GOAL OF THE EXERCISE
The lines to be set down run from the line containing "Reviewer note: every instance of the moss should" through the final line of the data below; print them exactly and print nothing else.

EXCERPTED DATA
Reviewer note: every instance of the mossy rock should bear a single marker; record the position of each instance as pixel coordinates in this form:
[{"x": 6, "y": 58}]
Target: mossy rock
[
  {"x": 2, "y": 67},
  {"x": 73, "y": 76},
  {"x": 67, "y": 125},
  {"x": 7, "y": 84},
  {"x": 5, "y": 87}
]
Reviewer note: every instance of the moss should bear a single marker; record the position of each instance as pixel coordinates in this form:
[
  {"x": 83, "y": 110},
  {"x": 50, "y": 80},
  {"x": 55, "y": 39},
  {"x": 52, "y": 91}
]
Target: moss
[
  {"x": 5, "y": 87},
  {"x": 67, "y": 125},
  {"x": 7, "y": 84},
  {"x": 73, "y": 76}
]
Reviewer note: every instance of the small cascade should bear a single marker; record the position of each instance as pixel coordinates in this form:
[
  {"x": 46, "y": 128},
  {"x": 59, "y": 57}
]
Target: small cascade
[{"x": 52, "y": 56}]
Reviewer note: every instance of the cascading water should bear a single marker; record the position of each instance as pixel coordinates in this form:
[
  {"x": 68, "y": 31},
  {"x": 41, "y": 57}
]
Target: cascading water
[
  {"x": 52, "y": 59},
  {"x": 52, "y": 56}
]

ANSWER BELOW
Reviewer note: every instance of the moss should bear a single marker; record the position of each instance as pixel coordinates in this form:
[
  {"x": 83, "y": 110},
  {"x": 50, "y": 80},
  {"x": 55, "y": 39},
  {"x": 52, "y": 91}
]
Target: moss
[
  {"x": 5, "y": 87},
  {"x": 67, "y": 125},
  {"x": 7, "y": 84},
  {"x": 73, "y": 76}
]
Reviewer note: every instance of the small cascade should bear a single marker; record the position of each instance as pixel coordinates in this form:
[
  {"x": 46, "y": 128},
  {"x": 59, "y": 57}
]
Target: small cascade
[{"x": 52, "y": 56}]
Reviewer note: every instance of the cascading water should bear a single marker; record the position of each instance as pixel coordinates in this form:
[
  {"x": 68, "y": 31},
  {"x": 41, "y": 57}
]
Target: cascading water
[
  {"x": 52, "y": 59},
  {"x": 52, "y": 56}
]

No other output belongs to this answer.